Given instruction:
Copy every one of the items below word for word, leaving each line unchanged.
— BEGIN Data provided —
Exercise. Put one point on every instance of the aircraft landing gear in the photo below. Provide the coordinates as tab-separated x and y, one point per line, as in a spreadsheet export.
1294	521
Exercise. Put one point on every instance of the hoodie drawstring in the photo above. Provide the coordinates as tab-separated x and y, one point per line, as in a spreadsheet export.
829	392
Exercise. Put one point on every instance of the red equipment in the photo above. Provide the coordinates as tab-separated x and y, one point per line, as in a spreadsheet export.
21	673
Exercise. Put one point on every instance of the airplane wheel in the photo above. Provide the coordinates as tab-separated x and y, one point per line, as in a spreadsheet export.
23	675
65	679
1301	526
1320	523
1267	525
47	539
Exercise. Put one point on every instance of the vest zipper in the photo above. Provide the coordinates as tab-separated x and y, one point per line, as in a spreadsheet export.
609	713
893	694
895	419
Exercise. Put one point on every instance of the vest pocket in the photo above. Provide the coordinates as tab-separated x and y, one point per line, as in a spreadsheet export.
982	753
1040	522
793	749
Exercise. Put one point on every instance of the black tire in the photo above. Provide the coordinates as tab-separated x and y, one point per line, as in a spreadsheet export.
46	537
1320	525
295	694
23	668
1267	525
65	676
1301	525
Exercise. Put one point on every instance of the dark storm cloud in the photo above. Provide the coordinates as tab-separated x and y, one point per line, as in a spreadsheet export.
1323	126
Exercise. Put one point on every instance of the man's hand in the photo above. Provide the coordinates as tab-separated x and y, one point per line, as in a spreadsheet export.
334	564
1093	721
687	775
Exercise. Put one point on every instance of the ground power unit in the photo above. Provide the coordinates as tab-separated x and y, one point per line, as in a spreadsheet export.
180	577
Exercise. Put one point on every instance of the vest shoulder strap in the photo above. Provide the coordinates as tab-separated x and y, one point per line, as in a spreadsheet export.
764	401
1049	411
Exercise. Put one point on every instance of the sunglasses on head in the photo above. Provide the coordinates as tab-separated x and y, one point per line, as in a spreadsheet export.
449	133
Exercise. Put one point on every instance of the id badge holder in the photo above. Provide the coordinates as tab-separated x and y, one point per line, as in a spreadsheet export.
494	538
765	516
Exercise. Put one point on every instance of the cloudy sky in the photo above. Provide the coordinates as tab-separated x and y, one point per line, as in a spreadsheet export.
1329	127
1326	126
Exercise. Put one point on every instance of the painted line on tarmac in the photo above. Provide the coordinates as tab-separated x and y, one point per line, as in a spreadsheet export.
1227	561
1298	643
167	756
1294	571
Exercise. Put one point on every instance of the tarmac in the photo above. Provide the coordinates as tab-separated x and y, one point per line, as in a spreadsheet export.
— END Data provided —
Result of the exercise:
Exercise. Put one point on every instance of the aircraft landing gear in the photo below. Provide the coordinates as tab-separated x and y, one point per line, as in a spreadsheet export.
1294	521
Exercise. Put one point on every instance of the hoodie drawstring in the photo above. Provide the coordinates as tab-separated x and y, one point per line, as in a spreadsheet export.
829	392
Exercise. Put one point on every instance of the red equipment in the photo above. Provide the coordinates as tab-separated x and y, one point per line, as in a spreadsheet export.
21	673
Exercise. Put one point on every instance of the airplane wheel in the photo above. Provide the coordinates as tab-separated x and y, one point per line, as in a spreadsheet export.
23	675
65	679
1301	526
1320	523
1267	525
47	539
Exercise. Put one point on every instance of the vest zipper in the photo above. Provide the coordinates as tab-separated x and y, one point per line, as in a spreadsheet export.
609	713
893	694
895	419
Exercise. Put one point on every instance of the vest pocket in the photo above. Provide the coordinates as tab-separated x and y, one point per line, as in a spreadsheet export.
982	753
1040	522
793	749
Exercise. Put one point on every instance of the black tire in the photo above. Provide the coordinates as tab-separated x and y, one point per line, as in a spreadsheet export.
46	537
1320	525
295	694
23	668
1267	525
65	676
1301	525
Exercise. Put one point on every instance of the dark storm cloud in the photo above. Provide the coordinates as tab-separated x and y, one point per line, as in a spreadsheet export.
1323	126
Exercise. Put one point on every instance of the man's hand in the photo above. Provide the coordinates as tab-separated x and y, one point per line, as in a spreadsheet export.
334	564
1093	721
687	775
Exercise. Put one point on every instance of the ground power unit in the photo above. Provide the coordinates as tab-separated x and y, one point per line, as in a spreadsheet export.
180	577
Exercise. Put one point on every instance of the vest shoulder strap in the photo above. Provide the coordinates as tab-separated x and y, one point per line, as in a spreadsheet export.
764	401
1049	411
Exercise. Put one point on every instance of the sunglasses on head in the photo above. Provide the coordinates as tab-separated x and y, one point per line, as in a spreadsheet export.
449	133
Exercise. Put one point on every instance of the id badge holder in the photo above. Provide the coordinates as tab-separated x and y, one point per line, as in a spreadsheet export.
494	538
765	516
Exercise. Put one point on every instance of the cloudy sky in the photo above. Provide the coordinates as tab-separated x and y, one point per line, as in a spreadsheet export.
1329	127
1326	126
Exercise. Put one point on every instance of the painted line on tarmac in the photo above. Provide the coordinates as tab-separated x and y, one point per line, as in a spreadsheet export.
1227	561
1298	643
167	756
1294	571
Exercise. Put one point on every instance of the tarmac in the photo above. Provide the coordinates as tab-separated x and y, one point per line, as in a spreadsheet export.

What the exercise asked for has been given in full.